→ **SELECTED EXCERPT**:
## start

# archery shops



## PA3-DArcher4 (Nov 5, 2008)

anyone with Mathews!


----------



## tylerolsen12 (Feb 8, 2007)

PA3-DArcher4 said:


> anyone with Mathews!


i hope your joking lol thats pretty bad if its a good shop just because it has mathews


----------



## Noah2016 (Feb 19, 2008)

anywere that carrys hoyts


----------



## huntfish25 (May 29, 2004)

i dont think it the shop it the person

i like macrotech IN MARYLAND len the owner. he know his stuff, if you have a problem he can tell you what it is. he not cheap but anybody good is not cheap. 

another one was K & l ARCHERY IN DE. BUT THEY ARE NO LONGER OPEN THE PERSON WAS KAREN SHE WAS GOOD ALSO


----------



## PA3-DArcher4 (Nov 5, 2008)

archerykid12 said:


> i hope your joking lol thats pretty bad if its a good shop just because it has mathews




why is that?


----------



## tylerolsen12 (Feb 8, 2007)

PA3-DArcher4 said:


> why is that?


its just pretty pathetic that your one thing that makes a proshop good is that they carry a certain brand of bow


----------



## PA3-DArcher4 (Nov 5, 2008)

archerykid12 said:


> its just pretty pathetic that your one thing that makes a proshop good is that they carry a certain brand of bow



apparently Me and Noah2016 would, he said if they carry Hoyts he would go to it, and I said if they have Mathews


----------



## PA3-DArcher4 (Nov 5, 2008)

Im just saying I would go in if they have Mathews, Im not saying it makes it good!


----------



## tylerolsen12 (Feb 8, 2007)

PA3-DArcher4 said:


> Im just saying I would go in if they have Mathews, Im not saying it makes it good!


ok i will just let it go


----------



## PA3-DArcher4 (Nov 5, 2008)

## end

Answer these questions about the archery shop thread:
1. Which brand did Noah2016 name as the one a shop should carry?
2. Which Maryland shop does huntfish25 like, and who is its owner?
3. Who was the person at K & l Archery in DE?
The data that comes next has no connection to the archery shop thread.

(Excerpts from a pointing dataset)

## start

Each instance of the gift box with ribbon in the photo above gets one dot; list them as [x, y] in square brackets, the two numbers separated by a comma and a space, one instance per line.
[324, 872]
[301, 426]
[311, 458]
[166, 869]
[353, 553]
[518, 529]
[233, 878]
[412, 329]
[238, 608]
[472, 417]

## end

→ **THE RESULT**:
1. Hoyts
2. Macrotech, owned by Len
3. Karen